*** RECORD SET ***

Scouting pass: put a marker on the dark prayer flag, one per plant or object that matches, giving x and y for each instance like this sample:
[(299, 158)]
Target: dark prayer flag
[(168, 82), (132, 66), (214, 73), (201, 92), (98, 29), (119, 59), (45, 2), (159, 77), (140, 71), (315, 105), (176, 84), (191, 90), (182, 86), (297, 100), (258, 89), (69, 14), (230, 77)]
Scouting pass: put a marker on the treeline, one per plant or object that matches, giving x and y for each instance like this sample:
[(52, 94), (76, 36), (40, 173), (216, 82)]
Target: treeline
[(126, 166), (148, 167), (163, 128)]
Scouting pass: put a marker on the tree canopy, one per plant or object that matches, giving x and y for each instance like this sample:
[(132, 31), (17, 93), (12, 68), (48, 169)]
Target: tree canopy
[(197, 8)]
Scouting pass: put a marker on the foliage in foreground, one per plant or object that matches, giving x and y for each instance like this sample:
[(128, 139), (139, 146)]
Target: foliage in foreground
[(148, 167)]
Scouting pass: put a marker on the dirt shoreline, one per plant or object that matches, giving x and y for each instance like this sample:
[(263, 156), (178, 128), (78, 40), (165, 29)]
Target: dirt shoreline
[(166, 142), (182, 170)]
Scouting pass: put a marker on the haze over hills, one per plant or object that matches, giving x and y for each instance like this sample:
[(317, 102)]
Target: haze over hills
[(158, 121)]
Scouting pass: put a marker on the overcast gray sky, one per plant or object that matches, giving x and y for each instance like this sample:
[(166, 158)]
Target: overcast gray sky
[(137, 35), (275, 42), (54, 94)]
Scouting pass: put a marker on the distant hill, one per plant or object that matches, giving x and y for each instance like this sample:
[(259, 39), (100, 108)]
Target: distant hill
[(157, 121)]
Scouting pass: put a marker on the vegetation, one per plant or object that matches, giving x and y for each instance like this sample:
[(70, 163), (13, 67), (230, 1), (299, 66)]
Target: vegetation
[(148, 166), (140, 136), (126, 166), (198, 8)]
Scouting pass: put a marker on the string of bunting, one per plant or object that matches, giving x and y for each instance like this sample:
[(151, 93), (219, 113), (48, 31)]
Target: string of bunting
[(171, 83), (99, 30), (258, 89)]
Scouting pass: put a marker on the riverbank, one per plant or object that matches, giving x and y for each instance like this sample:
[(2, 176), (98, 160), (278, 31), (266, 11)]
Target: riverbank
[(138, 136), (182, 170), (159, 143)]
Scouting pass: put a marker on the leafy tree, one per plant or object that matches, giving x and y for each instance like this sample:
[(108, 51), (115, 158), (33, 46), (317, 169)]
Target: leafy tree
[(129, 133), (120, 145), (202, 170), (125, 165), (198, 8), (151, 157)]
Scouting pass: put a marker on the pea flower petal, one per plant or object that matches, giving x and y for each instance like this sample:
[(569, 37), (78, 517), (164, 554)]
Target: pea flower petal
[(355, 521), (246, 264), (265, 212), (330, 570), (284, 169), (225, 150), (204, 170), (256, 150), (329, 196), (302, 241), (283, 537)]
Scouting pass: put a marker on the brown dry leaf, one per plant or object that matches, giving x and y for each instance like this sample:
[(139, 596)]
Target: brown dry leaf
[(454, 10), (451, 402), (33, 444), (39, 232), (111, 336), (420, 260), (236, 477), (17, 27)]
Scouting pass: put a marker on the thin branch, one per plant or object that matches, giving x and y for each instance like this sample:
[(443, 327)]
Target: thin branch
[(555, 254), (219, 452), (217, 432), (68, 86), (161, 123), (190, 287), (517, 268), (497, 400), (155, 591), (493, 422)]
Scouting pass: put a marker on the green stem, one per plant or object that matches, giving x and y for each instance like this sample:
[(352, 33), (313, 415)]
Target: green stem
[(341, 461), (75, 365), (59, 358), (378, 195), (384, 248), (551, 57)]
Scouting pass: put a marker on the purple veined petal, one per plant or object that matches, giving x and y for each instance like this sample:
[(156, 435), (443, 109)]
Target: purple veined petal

***

* [PROBLEM TO WORK ON] Write out every line of the records exactly.

* [WORKED SOLUTION]
Scouting pass: put a marker on the dark prayer flag, one per plant or object that matches, giving x and y for each instance like this sample:
[(299, 158)]
Target: dark prayer flag
[(168, 82), (132, 66), (214, 73), (201, 92), (98, 29), (119, 59), (45, 2), (159, 77), (140, 71), (315, 105), (176, 84), (191, 90), (182, 86), (297, 100), (258, 89), (69, 14), (230, 77)]
Scouting pass: put a marker on the treeline, one per plant or object that matches, giving x and y for each instance like this sample:
[(52, 94), (76, 36), (40, 173), (216, 82)]
Target: treeline
[(126, 166), (148, 167), (163, 128)]
Scouting pass: put a marker on the tree canopy, one per plant or object that matches, giving x and y for each instance like this sample:
[(132, 31), (17, 93), (12, 68), (48, 169)]
Target: tree canopy
[(197, 8)]
Scouting pass: put a marker on the foliage in foreground, one per plant or object that matches, giving x and y for each instance like this sample:
[(128, 139), (139, 146)]
Target: foliage in foreground
[(148, 167)]
Scouting pass: put a marker on the dirt shoreline, one per plant or object that matches, giving x and y for each instance like this sample:
[(263, 156), (178, 128), (78, 40), (165, 29)]
Target: dirt shoreline
[(166, 142), (182, 170)]
Scouting pass: put a marker on the haze over hills, one per plant or object that matches, giving x and y for each instance like this sample:
[(317, 102)]
Target: haze over hills
[(158, 121)]
Scouting pass: put a marker on the overcast gray sky, one per plant or object that matches, giving x and y for each instance like this sample:
[(166, 158)]
Target: overcast gray sky
[(137, 35), (275, 42), (54, 94)]
Scouting pass: put a marker on the distant hill, one per plant or object that matches, giving x and y for each instance like this sample:
[(259, 39), (100, 108)]
Target: distant hill
[(157, 121)]
Scouting pass: put a marker on the vegetation, one per plant or object that matches, giving x and y for each instance like this sample:
[(70, 163), (13, 67), (230, 1), (299, 66)]
Target: vegetation
[(148, 166), (140, 136), (126, 166), (198, 8)]
Scouting pass: put a marker on the string of bunting, one per plant or object that matches, giving x and y for each instance like this sample:
[(151, 93), (219, 113), (48, 31)]
Target: string of bunting
[(171, 83), (99, 30), (258, 89)]
Scouting pass: put a marker on the riverbank, one per plant or object that matches, giving x and y for each instance like this sample:
[(2, 176), (98, 160), (278, 31), (266, 11)]
Target: riverbank
[(138, 136), (182, 170), (159, 143)]
Scouting pass: put a marker on the leafy tree, one per plant or object that matches, giving x and y for each instance like this sample:
[(108, 51), (115, 158), (33, 46), (317, 169)]
Target: leafy tree
[(129, 133), (120, 145), (202, 170), (125, 165), (198, 8), (151, 157)]
Scouting pass: put a marker on the pea flower petal, one per plant or object that matches, giving x and y for each instance like this sample:
[(569, 37), (78, 517), (164, 554)]
Target: pea flower petal
[(355, 521), (246, 264), (265, 212), (330, 570), (284, 169), (225, 150), (204, 170), (256, 150), (329, 196), (302, 241), (283, 537)]
Scouting pass: put a marker on the brown dry leaf, one per plant or object that matches, giving x and y for each instance like this sample:
[(139, 596)]
Target: brown dry leaf
[(454, 10), (451, 402), (33, 444), (39, 232), (111, 336), (420, 260), (236, 477), (17, 27)]
Scouting pass: put a marker on the thin branch, one per plant or object that matches, giving x and y for each instance like this sample:
[(443, 327)]
Target: thin branch
[(555, 254), (219, 452), (217, 432), (68, 86), (161, 123), (190, 287), (517, 268), (497, 400), (155, 591), (493, 422)]
Scouting pass: put a marker on the green stem, one per plant or object that matches, giving x and y for each instance like this sample:
[(352, 33), (313, 415)]
Target: green stem
[(341, 461), (75, 365), (59, 358), (378, 195), (384, 248), (551, 57)]
Scouting pass: put a marker on the purple veined petal, one per plant or object that matches, giving x and y for each instance like this sample:
[(156, 435), (443, 109)]
Target: purple veined petal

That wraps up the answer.